TEXTE À LIRE>

◆ ◆ ◆

Dans un entretien exclusif avec LeParakois, Moumouni Seydou, ancien coordinateur régional du Mouvement Démocratique pour le Renouveau (MDR) de Dosso, aujourd’hui militant indépendant, partage ses réflexions sur la gouvernance actuelle au Niger, les tensions entre son pays et le Bénin, et propose des pistes de sortie de crise.
1-LeParakois : Cela fait plus d’un an que les militaires ont pris le pouvoir au Niger. Comment, en tant qu’acteur de la société civile, vivez-vous cette période de transition ?
Moumouni Seydou : Vous savez, la décennie qui a précédé le coup d’État militaire du 26 juillet 2023 a été marquée par des dérives en matière de gouvernance : services publics défaillants, corruption, atteintes aux droits de l’homme, répartition inéquitable des ressources… Ces frustrations ont nourri un profond désir de changement chez les Nigériens.
Au début de la transition, de nombreux citoyens ont soutenu le régime militaire, mais aujourd’hui, la déception domine. L’instabilité, la corruption persistante et l’absence de justice minent la crédibilité de ce gouvernement. Toutefois, les Nigériens aspirent encore à un véritable renouveau, notamment en termes de transparence, de sécurité, et d’exploitation équitable des richesses nationales.
2-LeParakois : Êtes-vous en accord avec les autorités actuelles dans leur gouvernance ?
MS : Pas entièrement. Pour moi, la bonne gouvernance repose sur une confiance mutuelle entre dirigeants et citoyens. Malheureusement, la gestion des ressources reste défaillante, et les crises politiques et sécuritaires des dernières années en sont les conséquences directes.
3-LeParakois : Que reprochez-vous aux autorités actuelles ?

◆ ◆ ◆

ENREGISTREMENTS>
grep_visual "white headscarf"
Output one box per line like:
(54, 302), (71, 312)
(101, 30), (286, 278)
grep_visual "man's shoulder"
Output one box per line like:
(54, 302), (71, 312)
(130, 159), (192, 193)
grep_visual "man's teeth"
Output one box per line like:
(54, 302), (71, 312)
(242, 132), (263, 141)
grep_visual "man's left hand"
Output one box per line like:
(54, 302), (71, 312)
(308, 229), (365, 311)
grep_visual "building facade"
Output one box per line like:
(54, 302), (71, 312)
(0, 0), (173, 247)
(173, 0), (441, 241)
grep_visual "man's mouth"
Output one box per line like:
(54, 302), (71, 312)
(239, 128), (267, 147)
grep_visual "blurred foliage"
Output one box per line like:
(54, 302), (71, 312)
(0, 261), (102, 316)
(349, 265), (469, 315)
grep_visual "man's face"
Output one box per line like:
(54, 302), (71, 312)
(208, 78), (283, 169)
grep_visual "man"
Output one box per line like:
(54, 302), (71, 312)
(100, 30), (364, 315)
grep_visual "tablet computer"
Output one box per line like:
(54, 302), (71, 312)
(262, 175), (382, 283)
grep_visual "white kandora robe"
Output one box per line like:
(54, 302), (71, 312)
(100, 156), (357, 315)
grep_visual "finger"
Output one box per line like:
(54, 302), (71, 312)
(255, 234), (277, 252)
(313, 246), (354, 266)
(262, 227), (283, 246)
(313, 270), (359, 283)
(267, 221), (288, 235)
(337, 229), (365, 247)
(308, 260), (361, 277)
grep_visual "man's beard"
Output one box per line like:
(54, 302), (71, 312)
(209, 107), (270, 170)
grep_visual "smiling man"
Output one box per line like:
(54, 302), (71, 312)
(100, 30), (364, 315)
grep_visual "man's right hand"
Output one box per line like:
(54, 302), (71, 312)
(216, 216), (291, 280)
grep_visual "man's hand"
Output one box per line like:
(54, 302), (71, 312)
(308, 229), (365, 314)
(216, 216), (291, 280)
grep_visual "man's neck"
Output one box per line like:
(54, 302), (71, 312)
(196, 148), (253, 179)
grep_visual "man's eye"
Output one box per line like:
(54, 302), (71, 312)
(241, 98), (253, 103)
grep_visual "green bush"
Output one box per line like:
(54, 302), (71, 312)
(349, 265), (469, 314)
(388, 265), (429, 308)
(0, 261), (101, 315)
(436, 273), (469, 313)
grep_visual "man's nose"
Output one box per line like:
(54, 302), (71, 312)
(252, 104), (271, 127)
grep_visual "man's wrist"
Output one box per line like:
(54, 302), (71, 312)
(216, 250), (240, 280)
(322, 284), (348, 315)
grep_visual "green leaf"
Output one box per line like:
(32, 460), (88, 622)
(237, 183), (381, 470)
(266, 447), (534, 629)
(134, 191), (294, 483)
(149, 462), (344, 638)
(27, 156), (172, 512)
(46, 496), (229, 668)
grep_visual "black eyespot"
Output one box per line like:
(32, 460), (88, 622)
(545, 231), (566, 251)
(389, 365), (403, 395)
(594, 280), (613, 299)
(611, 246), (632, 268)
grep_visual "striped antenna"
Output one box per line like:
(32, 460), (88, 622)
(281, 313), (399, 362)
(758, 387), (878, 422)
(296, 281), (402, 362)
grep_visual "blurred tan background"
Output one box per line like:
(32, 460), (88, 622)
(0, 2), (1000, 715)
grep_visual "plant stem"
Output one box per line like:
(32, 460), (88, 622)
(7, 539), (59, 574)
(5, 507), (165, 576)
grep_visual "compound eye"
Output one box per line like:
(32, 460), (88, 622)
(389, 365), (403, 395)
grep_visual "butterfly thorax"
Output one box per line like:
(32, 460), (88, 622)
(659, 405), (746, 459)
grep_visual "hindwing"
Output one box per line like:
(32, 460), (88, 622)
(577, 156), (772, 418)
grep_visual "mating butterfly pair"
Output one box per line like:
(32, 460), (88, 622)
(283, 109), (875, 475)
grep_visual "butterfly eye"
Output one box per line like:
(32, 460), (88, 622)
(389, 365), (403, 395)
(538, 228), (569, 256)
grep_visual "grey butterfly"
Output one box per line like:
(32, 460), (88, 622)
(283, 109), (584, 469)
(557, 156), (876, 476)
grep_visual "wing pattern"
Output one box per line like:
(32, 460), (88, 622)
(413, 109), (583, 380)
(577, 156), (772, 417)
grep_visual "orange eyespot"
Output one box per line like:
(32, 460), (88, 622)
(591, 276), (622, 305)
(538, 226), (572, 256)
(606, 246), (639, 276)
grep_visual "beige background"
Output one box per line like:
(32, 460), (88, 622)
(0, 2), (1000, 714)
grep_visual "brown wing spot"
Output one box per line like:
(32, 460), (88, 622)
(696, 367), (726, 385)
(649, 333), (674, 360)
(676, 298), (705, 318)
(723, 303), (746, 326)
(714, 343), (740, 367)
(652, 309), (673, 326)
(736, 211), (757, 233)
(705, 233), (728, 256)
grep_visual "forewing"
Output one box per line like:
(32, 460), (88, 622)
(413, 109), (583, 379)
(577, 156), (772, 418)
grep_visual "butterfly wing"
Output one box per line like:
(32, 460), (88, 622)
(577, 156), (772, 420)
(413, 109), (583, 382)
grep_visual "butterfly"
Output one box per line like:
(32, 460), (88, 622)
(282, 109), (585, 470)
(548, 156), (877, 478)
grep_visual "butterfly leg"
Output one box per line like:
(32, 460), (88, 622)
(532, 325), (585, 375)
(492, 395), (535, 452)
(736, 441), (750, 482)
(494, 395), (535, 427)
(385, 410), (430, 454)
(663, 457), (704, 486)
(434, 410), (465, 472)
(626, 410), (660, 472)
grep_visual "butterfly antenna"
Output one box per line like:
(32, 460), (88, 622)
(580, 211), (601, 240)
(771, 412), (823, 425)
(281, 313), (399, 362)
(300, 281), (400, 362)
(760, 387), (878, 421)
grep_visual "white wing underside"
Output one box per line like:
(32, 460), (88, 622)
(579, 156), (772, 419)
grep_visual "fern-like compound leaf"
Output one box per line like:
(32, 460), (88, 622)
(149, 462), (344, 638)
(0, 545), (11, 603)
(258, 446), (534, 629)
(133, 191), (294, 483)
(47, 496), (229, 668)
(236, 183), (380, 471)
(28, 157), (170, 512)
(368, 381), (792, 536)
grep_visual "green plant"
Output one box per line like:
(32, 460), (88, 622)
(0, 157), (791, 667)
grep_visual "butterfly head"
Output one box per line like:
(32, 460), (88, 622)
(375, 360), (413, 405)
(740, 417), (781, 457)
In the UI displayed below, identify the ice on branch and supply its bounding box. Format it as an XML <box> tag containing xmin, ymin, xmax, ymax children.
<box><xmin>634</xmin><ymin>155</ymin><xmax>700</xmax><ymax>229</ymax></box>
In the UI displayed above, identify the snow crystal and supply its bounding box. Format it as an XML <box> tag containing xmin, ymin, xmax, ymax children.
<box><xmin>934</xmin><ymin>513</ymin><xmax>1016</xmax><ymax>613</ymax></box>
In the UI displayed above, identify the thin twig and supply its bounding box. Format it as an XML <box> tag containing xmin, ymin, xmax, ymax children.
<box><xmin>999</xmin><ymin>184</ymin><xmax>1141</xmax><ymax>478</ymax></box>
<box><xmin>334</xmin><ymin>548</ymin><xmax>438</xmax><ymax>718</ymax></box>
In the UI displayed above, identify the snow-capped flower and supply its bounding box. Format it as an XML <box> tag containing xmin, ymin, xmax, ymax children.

◆ ◆ ◆

CONSIGNES DE L'EXERCICE> Rédigez la suite de l'entretien avec Moumouni Seydou sur la gouvernance au Niger, à partir de la dernière question posée par LeParakois.

RÉSULTAT ATTENDU>
MS : Je reproche principalement leur négligence de la justice, qui est pourtant un pilier fondamental du développement. Après plus de 18 mois de transition, aucun prisonnier politique, civil ou militaire n’a été libéré. La Commission de Lutte contre la Délinquance Économique et Financière (COLDEF) n’a récupéré que 57 milliards de francs CFA, tandis que les auteurs de détournements continuent de circuler librement.
4-LeParakois : Que fait la société civile pour corriger le tir ou est-elle dépassée par les événements ?
MS : La société civile a un rôle crucial à jouer. Elle doit aller au-delà des revendications habituelles pour devenir un pont entre les communautés et les dirigeants. Nous continuons à exiger la transparence et à dénoncer les dérives du système.
5-LeParakois : La tension entre le Bénin et le Niger persiste. Que vous inspire cette situation ?
MS : Les accusations des autorités nigériennes contre le Bénin, qu’il s’agisse d’abriter des bases militaires ou de collaborer avec l’Occident, sont graves. Cependant, il est essentiel de privilégier le dialogue entre nos deux pays pour surmonter ces malentendus. Les tensions actuelles causent des préjudices majeurs à nos populations, notamment dans la zone des trois frontières.
6-LeParakois : Quelle proposition feriez-vous pour une sortie de crise ?
MS : Je propose la création d’un comité mixte Bénin-Niger, réunissant des membres des gouvernements, de la société civile, des médias, et des personnes ressources. Ce comité discuterait des sujets qui fâchent et formulerait des recommandations pour une réouverture progressive des frontières et un apaisement durable.
7-LeParakois : Quel message souhaitez-vous adresser pour conclure ?
MS : Nos deux États doivent revenir à la raison. Diviser nos peuples pour des raisons économiques et sociales est non seulement inutile, mais aussi dommageable pour l’avenir de nos nations. Le Bénin et le Niger sont interdépendants et doivent œuvrer ensemble pour leur prospérité commune.
Je souhaite une bonne et heureuse année aux peuples béninois et nigérien, ainsi qu’à toute l’Afrique !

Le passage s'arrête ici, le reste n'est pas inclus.